- **COMPLETE A SEGUIR**:
1. Segundo o trecho selecionado, por que a modéstia será sempre a virtude tão necessária? Responda em uma ou duas frases.
2. Transcreva do trecho selecionado a passagem que vai de "4. Jamais o" até "necessitados.", inclusive.

- **TRECHO SELECIONADO**:
┄┄┄┄┄┄┄┄┄┄┄┄┄┄┄┄┄┄┄┄
4. Jamais o respeito
humano me impedirá de me declarar abertamente pela Santa Religião
Católica; empregarei, ao contrário,
todos meus esforços e todas minhas rendas supérfluas para a propagar, para
construir ou decorar as igrejas, sobretudo para sustentar os Institutos que se
consagrem á educação da juventude ou que faça profissão de assistir os
necessitados.
5. Meu coração será
eternamente fechado ao espírito perverso do mundo; assim, bem longe de mim os
gastos inúteis, o luxo nocivo, os adornos indecentes e as mundanidades e
vestimentas escandalosas. Minha virtude tão necessária será sempre a modéstia
para conservar a pureza de meu coração, sem a qual jamais agradarei a Deus.
6. Não me cansarei
de combater minhas paixões, começando pela dominante, e para lhes destruir mais
rápido voltarei contra elas todas as armas espirituais: a vigilância sobre meu
coração e sobre meus sentidos, o exame quotidiano, a contrição e a penitência
depois de cada queda, a leitura, a meditação, a freqüência usual ao Santíssimo
Sacramento, as orações fervorosas, enfim, a invocação dos santos, que se
destacaram na virtude oposta ao vício que quero destruir.
7. Principiarei todas as ações na presença de
Deus, unindo-as às de Jesus Cristo, mesmo aquelas que me sejam agradáveis, como
o beber e o comer, o repouso, as recreações e divertimentos. Vigiarei que a
sensualidade e o amor próprio não me roubem o mérito, mas que seja santificado
por coisas sobrenaturais.
8. Na conversação
falarei com muita prudência, para não falar muito, e para não ficar calada, que
possa ferir a verdade, a caridade, e a modéstia; e se outros começarem
conversas contrárias a essas virtudes, que não possa evitar ou impedir, eu
farei ao menos com meu olhar um imperioso respeito, e pelo silêncio o desprazer
que tenho nisso.
9. Lembrar-me-ei
sobretudo das promessas que fiz no dia de meu casamento perante a Igreja e das
obrigações ali contraídas. Guardarei inviolavelmente a fidelidade devida a meu
marido e evitarei todas as familiaridades com as pessoas de outro sexo. Deus me
guarde de estar jamais a sós com outro homem, por mais sábio que pareça, num
local ermo; não terei amigos que não sejam pessoas virtuosas.
10. Se a Providência
me favorecer dando-me filhos, eu lhes protegerei como uma dádiva preciosa do
céu, que Deus cobrará um dia de minhas mãos. Terei cuidado de lhes dar uma educação
muito cristã, e longe de fazer qualquer frivolidade em suas presenças tratarei
de lhes imprimir o respeito que os filhos devem a seus pais.
11. Nenhuma
familiaridade com meus domésticos; mas lhes tratarei com clemência, e,
dando-lhes bom exemplo, exortando-os á virtude, em lhes reprimir todas as
ocasiões criminosas, tratarei de salvar ou de santificar minha casa.
12. Considerarei
sempre a mentira como a obra-prima do diabo, e como uma peste na sociedade. Eu me guardarei de sentir-me culpável. Se
Deus pede uma conta rigorosa de cada palavra que é proferida, quanto mais das
mentiras.
┄┄┄┄┄┄┄┄┄┄┄┄┄┄┄┄┄┄┄┄
- **LISTAGEM**:

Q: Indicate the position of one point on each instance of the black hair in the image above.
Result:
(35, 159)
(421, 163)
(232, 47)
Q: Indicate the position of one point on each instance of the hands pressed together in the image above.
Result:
┄┄┄┄┄┄┄┄┄┄┄┄┄┄┄┄┄┄┄┄
- **RESPOSTAS DADAS**:
1. A modéstia é necessária para conservar a pureza do coração. Sem essa pureza, jamais se agradará a Deus.

2.
4. Jamais o respeito
humano me impedirá de me declarar abertamente pela Santa Religião
Católica; empregarei, ao contrário,
todos meus esforços e todas minhas rendas supérfluas para a propagar, para
construir ou decorar as igrejas, sobretudo para sustentar os Institutos que se
consagrem á educação da juventude ou que faça profissão de assistir os
necessitados.